## Start INFORMATION SHOWN

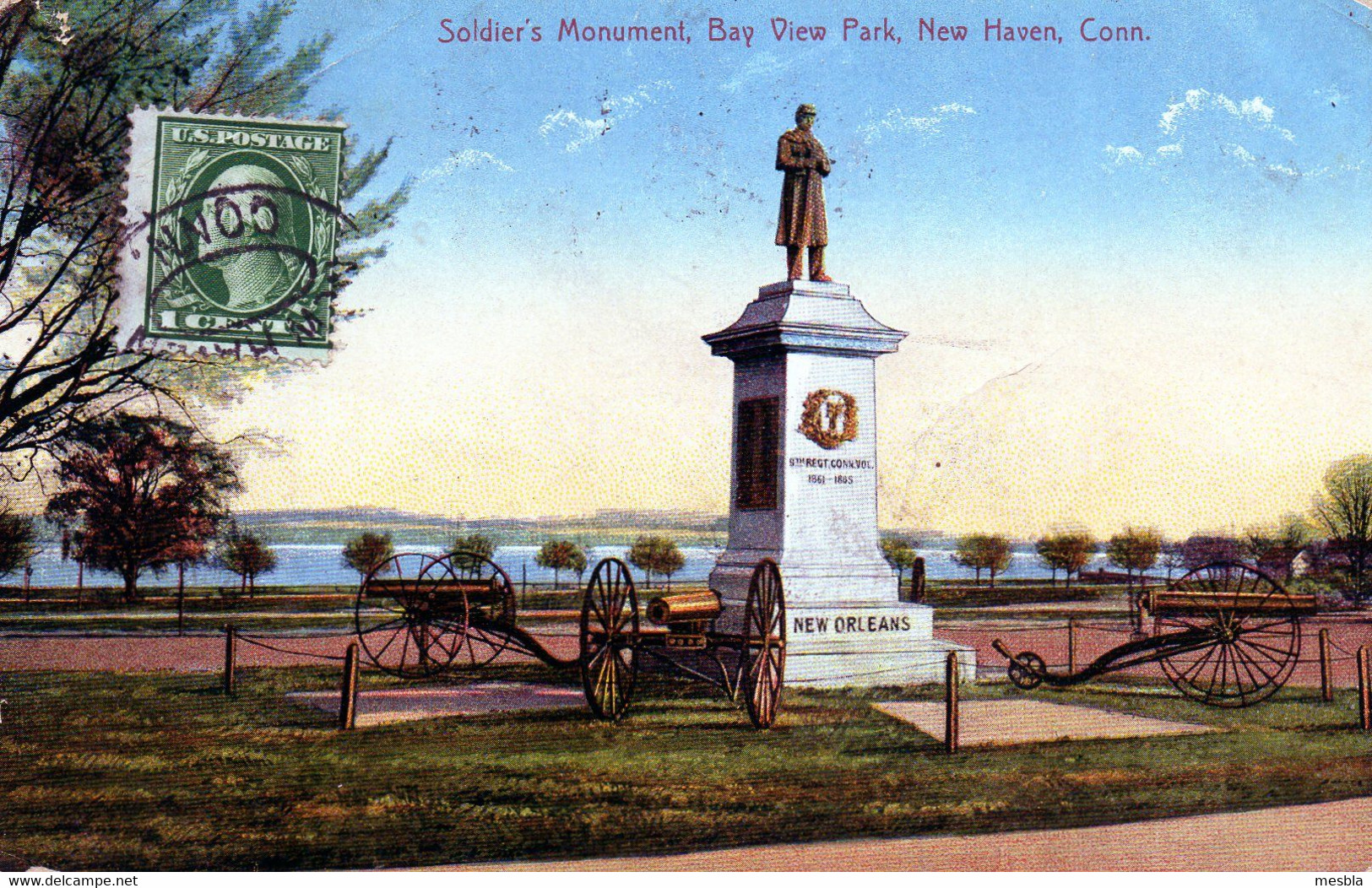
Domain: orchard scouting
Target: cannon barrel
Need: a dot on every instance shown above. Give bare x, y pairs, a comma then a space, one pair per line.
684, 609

## End INFORMATION SHOWN
## Start INFORMATION SHOWN

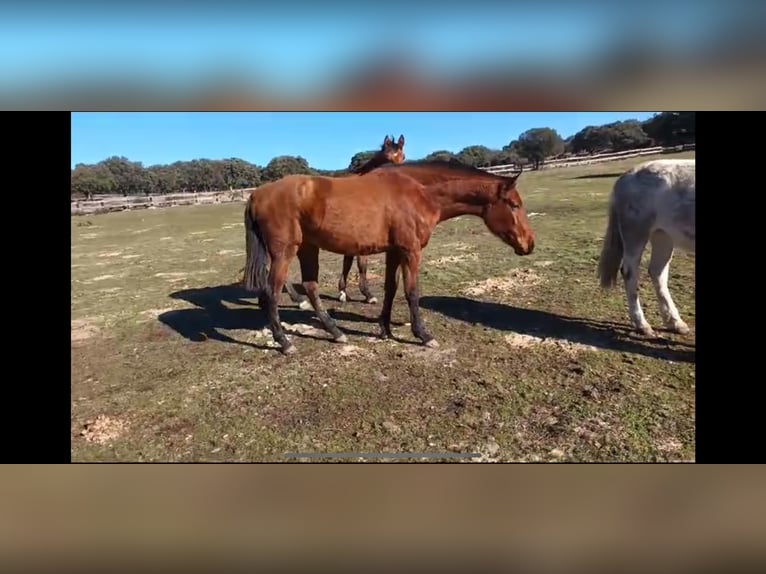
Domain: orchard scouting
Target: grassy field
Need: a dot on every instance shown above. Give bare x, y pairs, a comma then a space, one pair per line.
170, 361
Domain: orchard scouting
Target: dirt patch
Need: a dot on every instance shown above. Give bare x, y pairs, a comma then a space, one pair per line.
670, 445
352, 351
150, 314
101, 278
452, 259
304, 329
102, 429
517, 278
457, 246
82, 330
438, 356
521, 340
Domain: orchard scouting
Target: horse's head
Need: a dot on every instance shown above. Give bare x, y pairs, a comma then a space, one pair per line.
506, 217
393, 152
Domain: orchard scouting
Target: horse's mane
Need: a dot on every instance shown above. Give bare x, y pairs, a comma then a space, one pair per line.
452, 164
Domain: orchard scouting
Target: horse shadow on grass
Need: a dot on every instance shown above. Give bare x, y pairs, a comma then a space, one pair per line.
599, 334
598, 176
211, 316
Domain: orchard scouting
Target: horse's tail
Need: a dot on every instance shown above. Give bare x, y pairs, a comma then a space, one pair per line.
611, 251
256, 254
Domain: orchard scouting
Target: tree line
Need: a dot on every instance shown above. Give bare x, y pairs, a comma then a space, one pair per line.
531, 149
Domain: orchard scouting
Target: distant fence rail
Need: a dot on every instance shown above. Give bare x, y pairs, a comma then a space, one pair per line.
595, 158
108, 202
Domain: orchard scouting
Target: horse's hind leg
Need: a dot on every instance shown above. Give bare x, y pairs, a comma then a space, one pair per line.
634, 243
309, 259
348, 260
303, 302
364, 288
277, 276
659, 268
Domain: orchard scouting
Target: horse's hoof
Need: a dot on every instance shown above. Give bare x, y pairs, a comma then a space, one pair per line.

## End INFORMATION SHOWN
## Start INFORMATION SHOWN

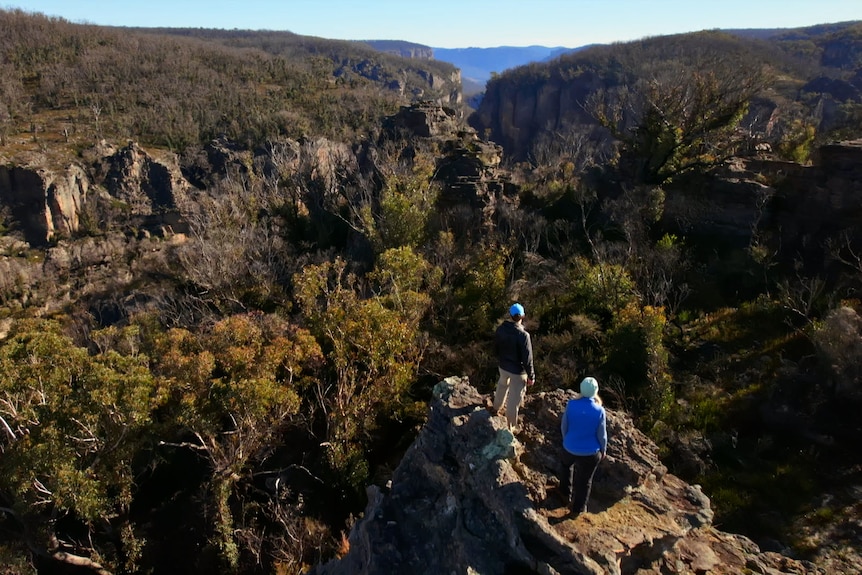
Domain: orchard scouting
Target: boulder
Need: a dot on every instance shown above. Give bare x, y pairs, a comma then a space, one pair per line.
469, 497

## End INFORMATION SHOWN

WORK TO DO => Pull out each line of the entries above that contains the string "Target".

ANSWER TO THIS EXERCISE =>
Target: cannon barrel
Target: grassy field
Target: dirt patch
Target: horse's head
Target: horse's mane
Target: horse shadow on grass
Target: horse's tail
Target: tree line
Target: distant fence rail
Target: horse's hind leg
Target: horse's hoof
Target: boulder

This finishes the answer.